### The task
Recast every line of the records below as a Markdown table with two columns, Row for the row number and Line for the line itself, leaving out blank lines and the pictures.

### Data provided
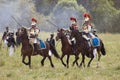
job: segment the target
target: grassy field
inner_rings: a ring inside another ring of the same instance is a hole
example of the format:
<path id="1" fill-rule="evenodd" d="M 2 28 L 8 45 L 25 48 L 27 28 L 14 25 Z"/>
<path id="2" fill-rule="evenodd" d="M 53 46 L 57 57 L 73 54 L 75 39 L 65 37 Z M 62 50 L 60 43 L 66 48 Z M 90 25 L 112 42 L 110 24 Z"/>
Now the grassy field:
<path id="1" fill-rule="evenodd" d="M 44 36 L 43 36 L 44 35 Z M 41 33 L 42 39 L 49 37 L 49 33 Z M 32 69 L 21 62 L 20 47 L 12 57 L 4 46 L 0 49 L 0 80 L 120 80 L 120 34 L 99 34 L 105 44 L 106 56 L 101 57 L 100 67 L 96 68 L 97 58 L 93 60 L 90 68 L 72 67 L 74 56 L 70 57 L 70 68 L 65 68 L 61 61 L 52 56 L 55 68 L 51 68 L 46 59 L 42 67 L 41 56 L 32 57 Z M 61 45 L 58 43 L 57 51 L 61 55 Z M 86 58 L 86 64 L 88 62 Z M 65 59 L 64 59 L 65 61 Z M 81 61 L 81 57 L 79 62 Z"/>

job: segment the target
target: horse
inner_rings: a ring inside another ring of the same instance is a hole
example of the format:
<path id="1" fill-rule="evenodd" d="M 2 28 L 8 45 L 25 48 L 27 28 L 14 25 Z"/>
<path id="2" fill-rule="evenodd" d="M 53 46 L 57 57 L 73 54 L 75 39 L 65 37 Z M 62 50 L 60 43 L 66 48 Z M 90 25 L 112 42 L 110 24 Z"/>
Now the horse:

### Exercise output
| Row | Line |
|---|---|
| 1 | job: segment the target |
| 2 | target: grassy field |
| 3 | inner_rings: a ring inside another ring of the same instance is a hole |
| 4 | example of the format: |
| 5 | <path id="1" fill-rule="evenodd" d="M 2 28 L 8 45 L 25 48 L 27 28 L 14 25 Z"/> |
| 6 | <path id="2" fill-rule="evenodd" d="M 53 46 L 57 57 L 73 54 L 75 39 L 65 37 Z M 62 50 L 60 43 L 66 48 Z M 90 25 L 112 42 L 110 24 Z"/> |
| 7 | Now the grassy field: |
| 8 | <path id="1" fill-rule="evenodd" d="M 44 36 L 43 36 L 44 35 Z M 41 33 L 42 39 L 49 37 L 49 33 Z M 32 69 L 21 62 L 20 47 L 12 57 L 4 46 L 0 49 L 0 80 L 120 80 L 120 34 L 99 34 L 105 44 L 106 56 L 101 57 L 100 67 L 96 68 L 97 58 L 93 60 L 90 68 L 72 67 L 74 56 L 70 57 L 70 68 L 65 68 L 61 61 L 52 56 L 55 68 L 51 68 L 46 59 L 42 67 L 41 56 L 32 57 Z M 61 45 L 58 43 L 57 51 L 61 55 Z M 86 58 L 86 64 L 88 62 Z M 65 59 L 64 59 L 65 61 Z M 81 61 L 81 57 L 79 62 Z"/> |
| 9 | job: segment the target |
| 10 | target: horse |
| 11 | inner_rings: a ring inside another ring of the same instance is a hole |
| 12 | example of the format: |
| 13 | <path id="1" fill-rule="evenodd" d="M 2 28 L 8 45 L 25 48 L 27 28 L 14 25 Z"/> |
| 14 | <path id="2" fill-rule="evenodd" d="M 53 46 L 57 57 L 73 54 L 75 39 L 65 37 Z M 62 50 L 60 43 L 66 48 Z M 90 25 L 112 42 L 110 24 Z"/> |
| 15 | Now the horse: |